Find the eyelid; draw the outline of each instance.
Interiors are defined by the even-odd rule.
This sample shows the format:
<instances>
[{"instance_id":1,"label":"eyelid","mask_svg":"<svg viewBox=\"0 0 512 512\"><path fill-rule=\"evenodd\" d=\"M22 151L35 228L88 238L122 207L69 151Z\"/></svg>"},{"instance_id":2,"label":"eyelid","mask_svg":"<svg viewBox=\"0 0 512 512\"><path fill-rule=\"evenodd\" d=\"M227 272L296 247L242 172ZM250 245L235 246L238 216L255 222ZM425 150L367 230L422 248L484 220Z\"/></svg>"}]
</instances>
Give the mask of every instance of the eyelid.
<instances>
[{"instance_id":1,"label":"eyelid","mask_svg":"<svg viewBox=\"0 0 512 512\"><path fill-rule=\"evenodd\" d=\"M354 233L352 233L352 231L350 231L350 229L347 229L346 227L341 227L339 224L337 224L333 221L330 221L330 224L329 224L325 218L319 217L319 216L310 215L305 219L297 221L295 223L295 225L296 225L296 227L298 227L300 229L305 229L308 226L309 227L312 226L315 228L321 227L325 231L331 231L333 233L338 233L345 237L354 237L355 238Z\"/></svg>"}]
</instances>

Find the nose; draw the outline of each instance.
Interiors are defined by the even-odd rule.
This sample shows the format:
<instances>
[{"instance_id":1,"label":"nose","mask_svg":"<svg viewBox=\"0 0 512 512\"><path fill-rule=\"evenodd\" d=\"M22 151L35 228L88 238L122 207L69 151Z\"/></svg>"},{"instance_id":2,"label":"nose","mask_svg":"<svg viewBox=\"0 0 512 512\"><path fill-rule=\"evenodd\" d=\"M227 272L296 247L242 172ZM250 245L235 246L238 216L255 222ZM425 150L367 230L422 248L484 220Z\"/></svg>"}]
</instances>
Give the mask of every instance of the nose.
-*-
**Aim of the task**
Please copy out each record, character for character.

**Exercise output**
Find the eyelid; draw the outline of each instance.
Interiors are defined by the even-odd rule.
This sample shows the format:
<instances>
[{"instance_id":1,"label":"eyelid","mask_svg":"<svg viewBox=\"0 0 512 512\"><path fill-rule=\"evenodd\" d=\"M22 151L35 228L88 238L122 207L69 151Z\"/></svg>"},{"instance_id":2,"label":"eyelid","mask_svg":"<svg viewBox=\"0 0 512 512\"><path fill-rule=\"evenodd\" d=\"M227 272L296 247L242 172ZM250 245L235 246L238 216L255 222ZM425 150L367 230L422 248L484 220Z\"/></svg>"}]
</instances>
Give the mask of every instance of the eyelid.
<instances>
[{"instance_id":1,"label":"eyelid","mask_svg":"<svg viewBox=\"0 0 512 512\"><path fill-rule=\"evenodd\" d=\"M354 233L352 233L352 231L350 231L350 229L347 229L346 227L341 227L339 224L337 224L333 221L330 221L330 224L329 224L325 218L319 217L319 216L310 215L305 219L297 221L295 223L295 225L296 225L296 227L298 227L300 229L305 229L308 226L309 227L312 226L315 228L321 227L325 231L331 231L333 233L338 233L345 237L354 237L355 238Z\"/></svg>"}]
</instances>

Find the nose; draw the outline of each instance.
Interiors are defined by the even-odd rule.
This sample shows the format:
<instances>
[{"instance_id":1,"label":"nose","mask_svg":"<svg viewBox=\"0 0 512 512\"><path fill-rule=\"evenodd\" d=\"M22 151L35 228L88 238L122 207L69 151Z\"/></svg>"},{"instance_id":2,"label":"nose","mask_svg":"<svg viewBox=\"0 0 512 512\"><path fill-rule=\"evenodd\" d=\"M227 272L296 247L242 172ZM250 245L235 246L238 216L255 222ZM425 150L367 230L422 248L484 220Z\"/></svg>"}]
</instances>
Give the mask of every instance of the nose.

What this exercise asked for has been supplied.